■ Assigned task ■
List every person the article on Stefanik's veterans roundtable names as taking part in that roundtable, each with the title or position the article gives them.

■ Extracted text ■
- - -
Stefanik, veterans brainstorm VA health solutions at St. Joe’s

SARANAC LAKE – Sitting among 20 veterans at St. Joseph’s Addiction Treatment and Recovery Centers’ veterans residence, U.S. Rep Elise Stefanik asked them to expound on what they hear about health care in the North Country.

At that juncture, about a half-hour into the discussion, the most vocal person at the afternoon round table, Clinton County Veterans Service Agency Director Steven Bowman, spoke up once again.

“Access,” he said.

“Access?” the congresswoman replied.

“Access, access, access,” he added.

Bowman then painted a picture of the plight of a veteran struggling with health issues in a remote Adirondack village.

“We have veterans, they live in a rural part of a county, maybe 40 miles away from the (Veterans Health Administration) clinic,” he said, “And they’ve got one working vehicle and their wife works. So the veteran doesn’t have the capacity to get back and forth to the clinics, needs help.

“Access, transportation – it all folds in together,” he continued. “When we are looking at the VA, we are looking at a national institution that is unwilling to adjust, unwilling to change and difficult to make changes to the needs of the veterans today and the changing needs of the veterans of yesterday.”

Stefanik’s (R-Willsboro) roundtable with local veterans organizations and representatives from the Department of Veterans Affairs Tuesday afternoon also touched on the success of St. Joseph’s Col. C. David Merkel Veterans Program. At the event, co-hosted by St. Joseph’s and the veterans community support group Homeward Bound Adirondacks, one former resident said the program saved his life.

Since its launch in July 2014, the 25-person residential program has helped many veterans struggling with drug addiction and other mental health-related issues such as post-traumatic stress disorder. Some of them were in attendance Tuesday, speaking of their academic success at places such as Paul Smith’s College or employment success at places such as St. Joseph’s inpatient program.

But the session also touched on how difficult it is for veterans to get help in the North Country. The buzzwords used throughout the afternoon by Stefanik, St. Joseph’s CEO Bob Ross and vets were “flexibility” and “creativity.” Bowman was not the only vet who described the VA as not willing to adapt to changing times and challenges for its patients.

Bowman had a particular concern with a lack of options for home-bound patients, claiming there are 97 vets in the North Country who need that special care. Pointing blame at VA administration, Bowman said the vets aren’t getting the help they need.

“Central office is a nemesis for VA health care,” he said.
- - -
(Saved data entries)
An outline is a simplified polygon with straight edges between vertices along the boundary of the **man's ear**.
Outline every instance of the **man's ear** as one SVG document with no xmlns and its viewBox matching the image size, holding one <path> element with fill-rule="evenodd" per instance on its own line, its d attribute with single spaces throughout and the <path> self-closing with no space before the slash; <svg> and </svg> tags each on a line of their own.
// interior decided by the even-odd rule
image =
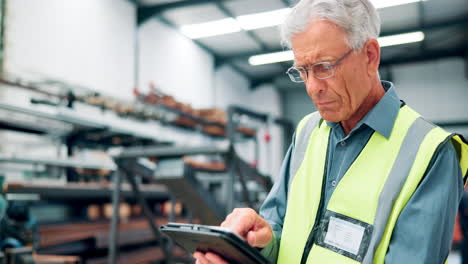
<svg viewBox="0 0 468 264">
<path fill-rule="evenodd" d="M 376 39 L 369 39 L 364 45 L 367 62 L 367 74 L 375 75 L 380 64 L 380 45 Z"/>
</svg>

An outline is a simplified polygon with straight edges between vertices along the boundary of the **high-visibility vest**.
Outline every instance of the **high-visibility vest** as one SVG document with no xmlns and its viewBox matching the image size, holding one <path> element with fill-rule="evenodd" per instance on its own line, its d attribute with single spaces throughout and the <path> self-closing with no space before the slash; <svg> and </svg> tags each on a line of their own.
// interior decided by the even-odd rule
<svg viewBox="0 0 468 264">
<path fill-rule="evenodd" d="M 463 138 L 403 106 L 390 137 L 373 133 L 318 217 L 330 130 L 317 112 L 296 130 L 278 263 L 384 263 L 398 216 L 438 147 L 452 140 L 462 176 L 468 172 Z"/>
</svg>

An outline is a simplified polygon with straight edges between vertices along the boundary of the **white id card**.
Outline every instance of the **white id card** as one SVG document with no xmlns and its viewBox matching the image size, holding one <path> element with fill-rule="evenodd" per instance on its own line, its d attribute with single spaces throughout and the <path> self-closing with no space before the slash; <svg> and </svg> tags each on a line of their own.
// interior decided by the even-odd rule
<svg viewBox="0 0 468 264">
<path fill-rule="evenodd" d="M 357 255 L 365 228 L 331 216 L 324 242 L 340 250 Z"/>
</svg>

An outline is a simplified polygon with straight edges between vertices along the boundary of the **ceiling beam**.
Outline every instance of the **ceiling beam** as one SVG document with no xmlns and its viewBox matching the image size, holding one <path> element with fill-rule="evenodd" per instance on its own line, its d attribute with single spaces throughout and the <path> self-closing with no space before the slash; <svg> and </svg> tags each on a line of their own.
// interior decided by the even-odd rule
<svg viewBox="0 0 468 264">
<path fill-rule="evenodd" d="M 407 27 L 405 29 L 401 30 L 392 30 L 392 31 L 385 31 L 382 32 L 381 37 L 386 37 L 386 36 L 391 36 L 391 35 L 398 35 L 398 34 L 404 34 L 404 33 L 409 33 L 409 32 L 414 32 L 414 31 L 430 31 L 434 29 L 440 29 L 444 27 L 451 27 L 451 26 L 466 26 L 468 25 L 468 18 L 463 18 L 463 19 L 456 19 L 456 20 L 451 20 L 451 21 L 446 21 L 446 22 L 441 22 L 441 23 L 435 23 L 435 24 L 426 24 L 423 27 Z M 284 50 L 276 50 L 274 52 L 280 52 Z M 234 54 L 230 56 L 223 56 L 220 59 L 222 61 L 232 61 L 232 60 L 238 60 L 238 59 L 248 59 L 251 56 L 258 55 L 258 53 L 253 53 L 253 52 L 246 52 L 246 53 L 239 53 L 239 54 Z"/>
<path fill-rule="evenodd" d="M 227 9 L 222 3 L 216 2 L 216 7 L 219 10 L 221 10 L 221 12 L 223 12 L 226 16 L 234 19 L 236 18 L 236 15 L 234 15 L 234 13 L 232 13 L 231 10 Z M 242 29 L 242 32 L 245 32 L 250 39 L 257 43 L 260 46 L 262 52 L 268 51 L 268 46 L 253 31 Z"/>
<path fill-rule="evenodd" d="M 173 3 L 151 5 L 151 6 L 139 6 L 137 9 L 137 18 L 138 25 L 143 24 L 148 19 L 152 18 L 155 15 L 161 14 L 164 11 L 184 8 L 189 6 L 197 6 L 203 4 L 212 4 L 220 2 L 228 2 L 233 0 L 187 0 L 187 1 L 178 1 Z"/>
</svg>

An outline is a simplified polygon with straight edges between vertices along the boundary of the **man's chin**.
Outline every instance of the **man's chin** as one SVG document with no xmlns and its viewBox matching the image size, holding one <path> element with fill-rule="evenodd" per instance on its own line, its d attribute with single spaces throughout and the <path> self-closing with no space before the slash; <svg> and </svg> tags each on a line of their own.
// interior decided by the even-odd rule
<svg viewBox="0 0 468 264">
<path fill-rule="evenodd" d="M 338 123 L 341 121 L 340 117 L 336 113 L 330 113 L 330 111 L 320 111 L 320 116 L 327 122 Z"/>
</svg>

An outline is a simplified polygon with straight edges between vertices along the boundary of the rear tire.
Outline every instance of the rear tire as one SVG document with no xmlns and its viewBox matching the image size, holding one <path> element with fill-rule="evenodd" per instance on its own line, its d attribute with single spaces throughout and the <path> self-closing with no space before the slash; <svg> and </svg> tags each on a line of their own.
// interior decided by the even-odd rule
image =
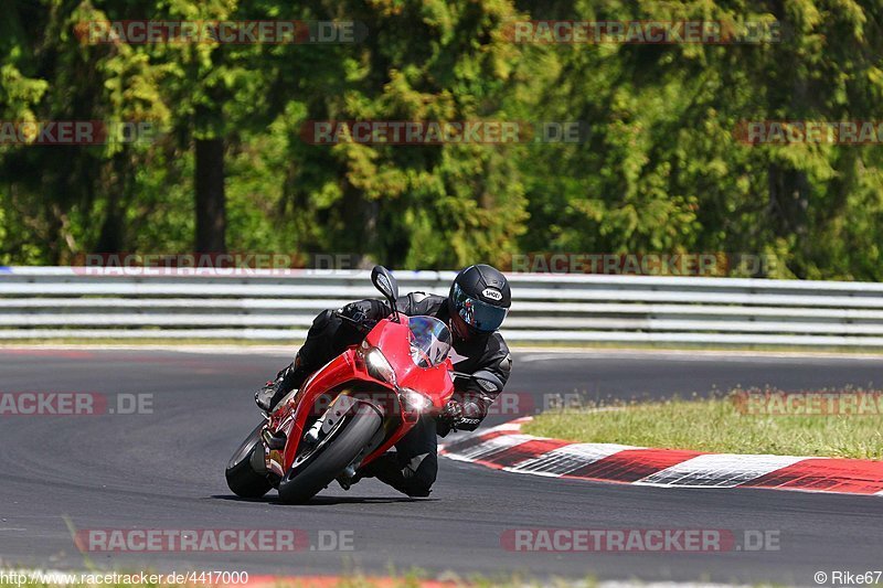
- - -
■ Expected answer ■
- Elise Stefanik: U.S. Rep (R-Willsboro)
- Steven Bowman: Clinton County Veterans Service Agency Director
- Bob Ross: St. Joseph's CEO